Européenne 1994
Le programme
du candidat Rocard

Tête de liste PS aux européennes de 1994, Michel Rocard développe les trois thèmes qu'il entend défendre : la semaine de quatre jours, la promotion électorale des femmes et un programme commun pour la gauche européenne.
Michel Rocard est premier secrétaire du PS.

Entretien accordé à l'hebdomadaire Le Nouvel Observateur, paru dans le numéro N° 1513 daté du 4 novembre 1993.
Propos recueillis par François Bazin, Laurent Joffrin, Christine Mital et Robert Schneider


 

Comment expliquez-vous l'ampleur du conflit d'Air France ?
Plus encore que dans d'autres conflits, c'est l'excès d'injustices qui a provoqué la colère. Quelqu'un, quelque part, n'a pas compris que l'idée d'exécuter un accord d'entreprise datant de 1982 - qui donne une prime à certains navigants au moment même où l'on restreint les salaires des non-navigants qui sont beaucoup moins bien payés - allait provoquer un choc. Cette grève est très symbolique. Elle me rappelle celles de Berliet et de Saviem au début de l'année 1968. Même colère de la base, même démarrage hors contrôle syndical, même mise en cause des hiérarchies, même ampleur, même unité syndicale pour tenter de contrôler le mouvement, même solidarité de l'opinion avec les grévistes.

**DONNÉES FOURNIES:**
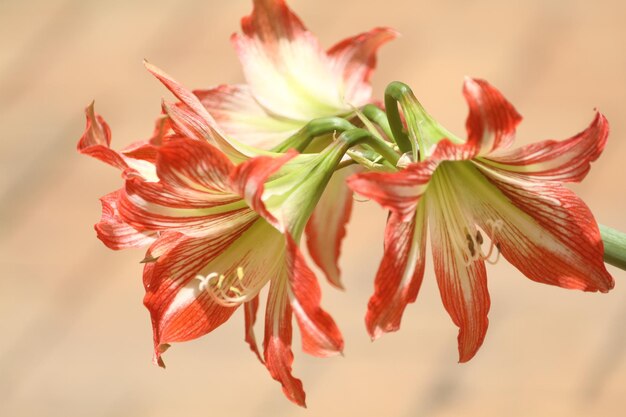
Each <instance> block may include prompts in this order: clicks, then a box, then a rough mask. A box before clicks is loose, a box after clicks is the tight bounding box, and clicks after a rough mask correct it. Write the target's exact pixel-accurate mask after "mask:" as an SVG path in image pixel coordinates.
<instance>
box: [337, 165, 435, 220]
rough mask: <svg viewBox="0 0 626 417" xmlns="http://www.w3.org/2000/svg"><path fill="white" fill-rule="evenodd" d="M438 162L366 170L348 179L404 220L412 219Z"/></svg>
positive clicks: (377, 201)
mask: <svg viewBox="0 0 626 417" xmlns="http://www.w3.org/2000/svg"><path fill="white" fill-rule="evenodd" d="M436 166H437V162H436V161H434V160H427V161H424V162H420V163H416V164H411V165H409V166H408V167H407V168H406V169H403V170H402V171H399V172H393V173H387V172H364V173H361V174H356V175H353V176H351V177H350V178H348V180H347V183H348V186H349V187H350V188H351V189H352V190H353V191H354V192H356V193H358V194H361V195H362V196H364V197H366V198H371V199H372V200H374V201H376V202H377V203H378V204H380V205H381V206H383V207H384V208H386V209H389V210H391V211H393V212H394V213H397V214H398V215H400V217H401V219H402V220H403V221H409V220H410V219H411V218H412V217H413V216H414V215H415V210H416V207H417V202H418V201H419V198H420V197H421V196H422V195H423V194H424V192H426V188H427V186H428V182H429V181H430V177H431V176H432V173H433V172H434V169H435V168H436Z"/></svg>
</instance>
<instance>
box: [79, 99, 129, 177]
mask: <svg viewBox="0 0 626 417" xmlns="http://www.w3.org/2000/svg"><path fill="white" fill-rule="evenodd" d="M94 105H95V102H91V104H90V105H89V106H88V107H87V108H86V109H85V115H86V116H87V126H86V127H85V132H84V133H83V136H82V137H81V138H80V140H79V142H78V146H77V149H78V152H80V153H82V154H84V155H89V156H91V157H93V158H96V159H99V160H100V161H102V162H104V163H105V164H109V165H111V166H113V167H115V168H118V169H120V170H122V171H124V170H125V169H127V168H128V165H127V164H126V162H125V161H124V158H123V157H122V155H120V154H119V153H118V152H116V151H114V150H113V149H111V148H110V145H111V128H110V127H109V125H108V124H107V122H105V121H104V119H103V118H102V116H100V115H99V114H96V112H95V110H94Z"/></svg>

**TÂCHE DEMANDÉE A:** Indiquez si chacune des affirmations suivantes concorde avec l'extrait choisi, en répondant par oui ou par non et en citant à l'identique les mots décisifs de l'extrait : (i) L'entretien a paru dans le numéro daté du 4 novembre 1993. (ii) La grève d'Air France rappelle à Michel Rocard celles de Renault en 1968. (iii) Michel Rocard est tête de liste du PS aux européennes de 1994.
**TÂCHE DEMANDÉE B:** Modifiez les lignes de données en commençant à leur début et en finissant à la ligne qui contient « positive clicks: (377, 201) », incluse. Remplacez « rough mask » par « coarse mask » sans rien changer d'autre, et ne reproduisez pas les images.

**RÉPONSE RÉDIGÉE A:**
(i) Oui : « paru dans le numéro N° 1513 daté du 4 novembre 1993 ».
(ii) Non : « Elle me rappelle celles de Berliet et de Saviem au début de l'année 1968. »
(iii) Oui : « Tête de liste PS aux européennes de 1994 ».

**RÉPONSE RÉDIGÉE B:**
Each <instance> block may include prompts in this order: clicks, then a box, then a coarse mask. A box before clicks is loose, a box after clicks is the tight bounding box, and clicks after a coarse mask correct it. Write the target's exact pixel-accurate mask after "mask:" as an SVG path in image pixel coordinates.
<instance>
box: [337, 165, 435, 220]
coarse mask: <svg viewBox="0 0 626 417" xmlns="http://www.w3.org/2000/svg"><path fill="white" fill-rule="evenodd" d="M438 162L366 170L348 179L404 220L412 219Z"/></svg>
positive clicks: (377, 201)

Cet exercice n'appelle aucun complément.